**WORK TASK**
Repeat the entries without change, omitting the pictures.

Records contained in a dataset
********************

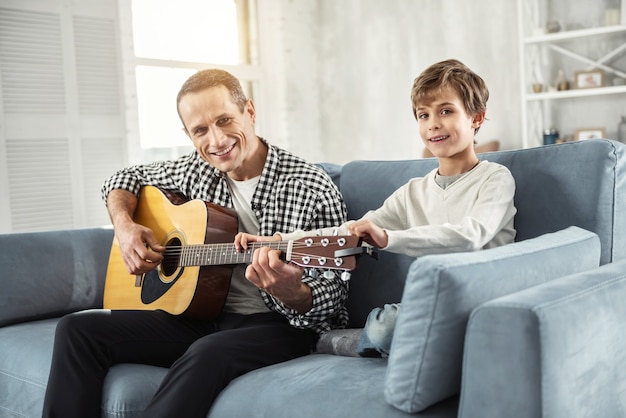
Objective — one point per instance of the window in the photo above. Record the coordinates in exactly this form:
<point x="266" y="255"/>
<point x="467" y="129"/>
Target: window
<point x="172" y="40"/>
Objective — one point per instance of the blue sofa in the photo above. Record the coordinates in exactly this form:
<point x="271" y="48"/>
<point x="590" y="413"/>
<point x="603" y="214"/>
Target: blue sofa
<point x="531" y="329"/>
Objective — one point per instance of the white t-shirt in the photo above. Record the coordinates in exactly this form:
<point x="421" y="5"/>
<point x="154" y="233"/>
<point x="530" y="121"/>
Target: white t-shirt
<point x="244" y="297"/>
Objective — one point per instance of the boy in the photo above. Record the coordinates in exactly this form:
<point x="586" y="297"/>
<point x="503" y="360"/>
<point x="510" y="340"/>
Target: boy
<point x="463" y="205"/>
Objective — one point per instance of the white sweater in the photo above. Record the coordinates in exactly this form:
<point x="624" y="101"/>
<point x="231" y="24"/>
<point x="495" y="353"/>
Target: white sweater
<point x="474" y="212"/>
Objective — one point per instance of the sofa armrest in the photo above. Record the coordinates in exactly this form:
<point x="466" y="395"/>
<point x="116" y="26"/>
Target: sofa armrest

********************

**COMPLETED TASK**
Objective — one point per instance of the window in the photo above. Record the coordinates in exactly this form:
<point x="266" y="255"/>
<point x="467" y="129"/>
Target: window
<point x="172" y="40"/>
Objective — one point per instance of the blue sofa in the photo above. Record the coordinates in exactly this form:
<point x="271" y="48"/>
<point x="590" y="413"/>
<point x="603" y="214"/>
Target: blue sofa
<point x="531" y="329"/>
Objective — one point per instance of the white t-shirt in the photo above. Record the coordinates in exactly this form:
<point x="421" y="5"/>
<point x="154" y="233"/>
<point x="530" y="121"/>
Target: white t-shirt
<point x="244" y="297"/>
Objective — one point per instance of the boy in the photo above. Record the coordinates in exactly this form:
<point x="586" y="297"/>
<point x="503" y="360"/>
<point x="510" y="340"/>
Target: boy
<point x="463" y="205"/>
Objective — one point per instance of the white sweater in the photo above. Record the coordinates in exactly this form:
<point x="624" y="101"/>
<point x="231" y="24"/>
<point x="495" y="353"/>
Target: white sweater
<point x="474" y="212"/>
Objective — one point per instance of the sofa armrest in the photo above. Record the coordinates in exactly this form:
<point x="466" y="395"/>
<point x="116" y="26"/>
Target: sofa armrest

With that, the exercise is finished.